THE TASK - An exact transcript of every entry is required, without any of the pictures.

··· DATA ···

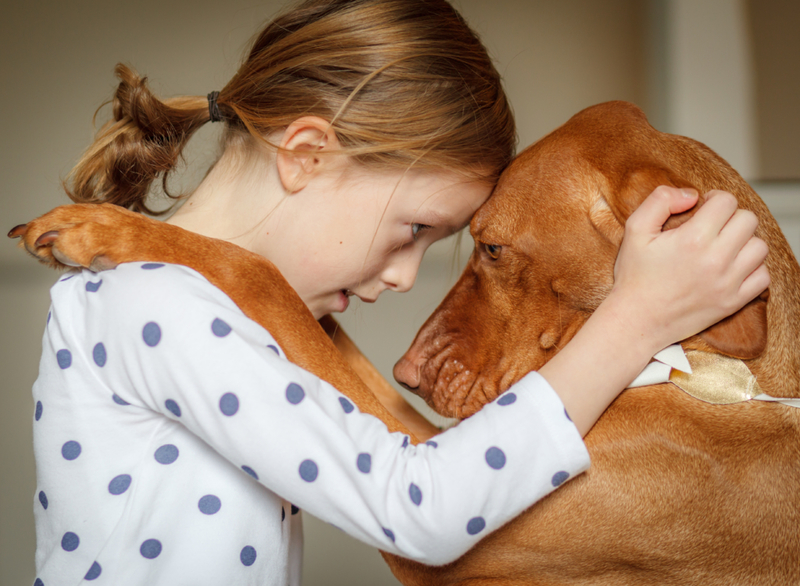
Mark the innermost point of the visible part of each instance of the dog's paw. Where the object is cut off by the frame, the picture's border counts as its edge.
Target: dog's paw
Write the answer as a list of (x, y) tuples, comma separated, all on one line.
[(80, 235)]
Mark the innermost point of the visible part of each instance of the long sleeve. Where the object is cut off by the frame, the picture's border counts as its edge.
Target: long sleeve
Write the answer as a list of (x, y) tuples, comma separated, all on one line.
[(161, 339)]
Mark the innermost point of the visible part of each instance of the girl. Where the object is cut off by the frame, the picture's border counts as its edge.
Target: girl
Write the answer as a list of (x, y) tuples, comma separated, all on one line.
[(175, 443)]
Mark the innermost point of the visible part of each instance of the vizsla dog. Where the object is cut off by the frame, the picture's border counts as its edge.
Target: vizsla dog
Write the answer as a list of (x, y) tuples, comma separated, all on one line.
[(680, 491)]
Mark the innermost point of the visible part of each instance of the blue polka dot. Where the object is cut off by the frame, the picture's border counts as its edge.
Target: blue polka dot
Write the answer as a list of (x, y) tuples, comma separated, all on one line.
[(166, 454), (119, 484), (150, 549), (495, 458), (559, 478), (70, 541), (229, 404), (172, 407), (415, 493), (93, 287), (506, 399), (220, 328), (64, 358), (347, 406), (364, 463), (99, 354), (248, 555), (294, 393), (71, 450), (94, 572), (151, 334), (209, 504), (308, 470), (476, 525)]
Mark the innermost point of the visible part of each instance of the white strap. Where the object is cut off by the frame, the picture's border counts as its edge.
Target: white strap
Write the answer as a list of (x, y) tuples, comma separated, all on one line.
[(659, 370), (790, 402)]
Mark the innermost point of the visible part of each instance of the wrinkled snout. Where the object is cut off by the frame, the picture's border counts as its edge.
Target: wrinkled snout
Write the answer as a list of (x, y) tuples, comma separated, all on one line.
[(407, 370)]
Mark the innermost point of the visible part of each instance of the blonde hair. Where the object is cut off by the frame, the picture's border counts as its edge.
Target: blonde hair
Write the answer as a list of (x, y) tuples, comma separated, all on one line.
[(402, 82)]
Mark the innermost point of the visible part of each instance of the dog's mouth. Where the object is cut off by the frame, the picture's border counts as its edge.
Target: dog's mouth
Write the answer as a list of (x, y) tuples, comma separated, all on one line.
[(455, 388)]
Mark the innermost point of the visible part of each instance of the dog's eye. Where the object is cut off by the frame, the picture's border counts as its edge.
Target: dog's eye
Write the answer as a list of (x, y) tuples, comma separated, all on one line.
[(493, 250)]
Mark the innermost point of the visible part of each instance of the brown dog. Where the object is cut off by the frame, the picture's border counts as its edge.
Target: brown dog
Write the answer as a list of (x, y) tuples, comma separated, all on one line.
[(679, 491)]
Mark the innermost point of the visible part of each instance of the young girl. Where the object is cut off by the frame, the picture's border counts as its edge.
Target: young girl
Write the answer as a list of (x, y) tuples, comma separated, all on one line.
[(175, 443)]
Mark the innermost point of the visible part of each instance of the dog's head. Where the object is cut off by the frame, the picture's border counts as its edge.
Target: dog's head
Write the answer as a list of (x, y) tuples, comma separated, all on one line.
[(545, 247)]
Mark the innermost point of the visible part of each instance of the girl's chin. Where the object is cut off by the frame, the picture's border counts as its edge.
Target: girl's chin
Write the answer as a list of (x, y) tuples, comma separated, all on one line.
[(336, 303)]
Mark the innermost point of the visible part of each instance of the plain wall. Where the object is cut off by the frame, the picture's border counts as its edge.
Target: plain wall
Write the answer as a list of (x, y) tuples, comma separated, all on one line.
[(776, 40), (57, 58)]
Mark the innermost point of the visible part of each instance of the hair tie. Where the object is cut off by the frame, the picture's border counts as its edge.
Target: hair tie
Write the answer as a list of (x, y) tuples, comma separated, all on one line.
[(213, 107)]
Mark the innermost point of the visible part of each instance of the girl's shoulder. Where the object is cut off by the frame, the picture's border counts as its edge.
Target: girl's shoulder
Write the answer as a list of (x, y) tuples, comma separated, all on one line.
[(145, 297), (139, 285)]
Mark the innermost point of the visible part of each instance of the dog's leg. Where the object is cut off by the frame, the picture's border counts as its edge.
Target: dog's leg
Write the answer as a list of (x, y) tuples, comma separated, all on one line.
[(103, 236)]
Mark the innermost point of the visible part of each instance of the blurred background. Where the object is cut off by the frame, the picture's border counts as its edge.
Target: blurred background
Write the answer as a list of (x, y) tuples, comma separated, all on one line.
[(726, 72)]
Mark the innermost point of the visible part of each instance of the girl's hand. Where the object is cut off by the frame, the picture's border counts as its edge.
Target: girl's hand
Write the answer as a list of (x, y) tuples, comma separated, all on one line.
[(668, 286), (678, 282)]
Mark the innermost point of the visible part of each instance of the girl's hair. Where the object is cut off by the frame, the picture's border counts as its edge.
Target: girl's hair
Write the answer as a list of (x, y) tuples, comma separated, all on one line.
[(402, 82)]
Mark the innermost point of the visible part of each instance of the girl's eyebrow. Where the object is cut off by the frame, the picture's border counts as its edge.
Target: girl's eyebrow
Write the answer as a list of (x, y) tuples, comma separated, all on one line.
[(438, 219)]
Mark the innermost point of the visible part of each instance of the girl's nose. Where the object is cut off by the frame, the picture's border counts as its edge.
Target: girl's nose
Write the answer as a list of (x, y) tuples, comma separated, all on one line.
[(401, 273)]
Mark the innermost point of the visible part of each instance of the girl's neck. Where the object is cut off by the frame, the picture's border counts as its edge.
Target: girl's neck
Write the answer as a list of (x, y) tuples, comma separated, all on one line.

···

SOLUTION FOR THIS EXERCISE -
Mark the innermost point of the visible part of each instance of the dog's paw. Where the object is cut off by the frame, the picture's border counts as its edge.
Target: dog's paw
Write the answer as a list of (x, y) tuples, comma separated, all on one line.
[(80, 235)]
Mark the innermost point of the visible part of each instance of the long sleeve. Where the object is cut off by the frame, the picture's border counts as its edge.
Target: long sleeve
Write the answer as a list of (x, y) tuples, comma separated, all on one line.
[(161, 339)]
Mark the innermost point of the visible part of each instance of the girl. Where the object is cut off by the frame, the picture's border counts as its edge.
Target: girl
Write the answer as a list of (x, y) tuples, comma separated, all on one line.
[(175, 443)]
Mark the innermost point of the visible part of each instance of the vizsla dog. Where the object is cut off by the frame, the picture's border counts as its edge.
Target: vizsla dog
Write the answer as a list of (x, y) tuples, comma separated, all on one line.
[(680, 491)]
Mark the innermost point of the visible part of each instance of the blue polka dot. Where the object is cut off by the frame, the picture's border counts as its edge.
Target: blue polka dot
Write the answer as a list of (x, y) tuples, comma separated, all on one line.
[(166, 454), (119, 484), (150, 549), (495, 458), (559, 478), (70, 541), (229, 404), (172, 407), (415, 493), (93, 287), (506, 399), (220, 328), (64, 358), (347, 406), (364, 463), (99, 354), (248, 555), (294, 393), (71, 450), (94, 572), (151, 334), (209, 504), (308, 470), (476, 525)]
Mark the innermost point of the visible part of each instance of the white strap. Where the object is cut off by the frame, the picture's border counts as its edge.
Target: white strap
Write the answer as a list of (x, y) tuples, comma separated, all on one line.
[(659, 370), (790, 402)]
Mark the innermost point of the visible part of each instance of the wrinkled snout. Where the object is cut off by the frame, the picture's border counts as its edge.
Target: wrinkled snout
Write the answer as a list of (x, y) tuples, comma separated, all on one line.
[(407, 370)]
Mark the innermost point of the visible part of each instance of the blonde hair. Where the object is cut off by the frame, the picture's border counts as its edge.
Target: blonde hair
Write the answer as a list of (x, y) tuples, comma separated, all on one line.
[(402, 82)]
Mark the innermost point of the visible part of each instance of the dog's mouth. Where the object is cut off by the frame, the picture's border counts as its edge.
Target: dog's mouth
Write the answer as a list of (x, y) tuples, comma separated, all on one line.
[(455, 388)]
Mark the innermost point of the visible part of each instance of the dog's eye. Where the object is cut off by the frame, the picture's border counts as its edge.
Target: dog's eye
Write the answer as a list of (x, y) tuples, comma separated, all on one line.
[(493, 250)]
Mark the innermost point of the visible part of each instance of the brown dog. Where the object is cut off by the frame, the picture's border counts as its edge.
Target: brown dog
Write the answer as a list of (x, y) tuples, comma separated, all on one line.
[(679, 491)]
Mark the innermost point of the visible part of each instance of the young girl. Where the object is cut off by the frame, the picture's border counts as its edge.
Target: young girl
Write the answer as a list of (x, y) tuples, comma separated, all on one line.
[(175, 443)]
Mark the innermost point of the visible part of each instance of the dog's head. Where the object is cut off by the frame, the picture's border counts as its edge.
Target: dog's head
Write the answer as a list of (x, y) tuples, comma separated, all on one line.
[(545, 247)]
Mark the innermost point of the visible part of each instance of the girl's chin. Where the object is cut off by the frame, the picture's border counts as its edge.
Target: girl's chin
Write the answer as a list of (x, y) tuples, comma separated, all on one line.
[(336, 303)]
Mark the innermost point of the visible part of each instance of the plain wall. Where the object is cut off by the frame, the picture's border counts as its edge.
Target: plain wall
Write the answer as a list of (x, y) tuples, comma separated, all on one line.
[(776, 40), (57, 58)]
Mark the innermost point of the visible part of each instance of the hair tie. Where the object is cut off by the frame, the picture's border counts as its edge.
Target: hair tie
Write the answer as a list of (x, y) tuples, comma separated, all on one line.
[(213, 107)]
Mark the innermost point of the visible part of each instance of the girl's shoulder. Where the object is cut off by the frame, the picture's border counts as its edge.
Target: girl's shoulder
Write the answer as a list of (x, y) tuples, comma separated, all on one line.
[(145, 297), (139, 285)]
Mark the innermost point of the visible part of each instance of the dog's leg. Where the object is cut off by the frame, the picture's border counts as its edge.
Target: dog's leg
Write the answer as a list of (x, y) tuples, comma separated, all on one line.
[(103, 236)]
Mark the innermost point of the visible part of each instance of the blurred background. Where the object is cut off by the frame, the picture's border counts as its edge.
Target: blurred background
Write the answer as a list of (x, y) tuples, comma separated, all on one line.
[(726, 72)]
Mark the innermost point of the visible part of each instance of the girl's hand. Where the object is cut off by the frame, the picture's border counts as its edge.
Target: girl's hand
Write the answer as a list of (x, y) tuples, comma separated, all on one line.
[(668, 286), (678, 282)]
Mark the innermost point of the visible part of each instance of the girl's hair. Where the object is cut off by the frame, the picture's border counts as its edge.
Target: girl's hair
Write the answer as a list of (x, y) tuples, comma separated, all on one line.
[(402, 82)]
Mark the innermost point of the visible part of each instance of the girl's eyebrow. Where the object is cut off by the frame, the picture's border counts as its edge.
Target: girl's eyebrow
Write the answer as a list of (x, y) tuples, comma separated, all on one line.
[(438, 219)]
Mark the innermost point of the visible part of each instance of the girl's nose. Where the object is cut off by the frame, the picture's border counts as its edge.
Target: girl's nose
Write the answer as a list of (x, y) tuples, comma separated, all on one line.
[(401, 273)]
Mark the innermost point of the visible part of each instance of the girl's neck. Where the object is cut off by the frame, the picture's border counts as its edge.
Target: girl's neck
Write the answer as a list of (x, y) tuples, comma separated, all on one line.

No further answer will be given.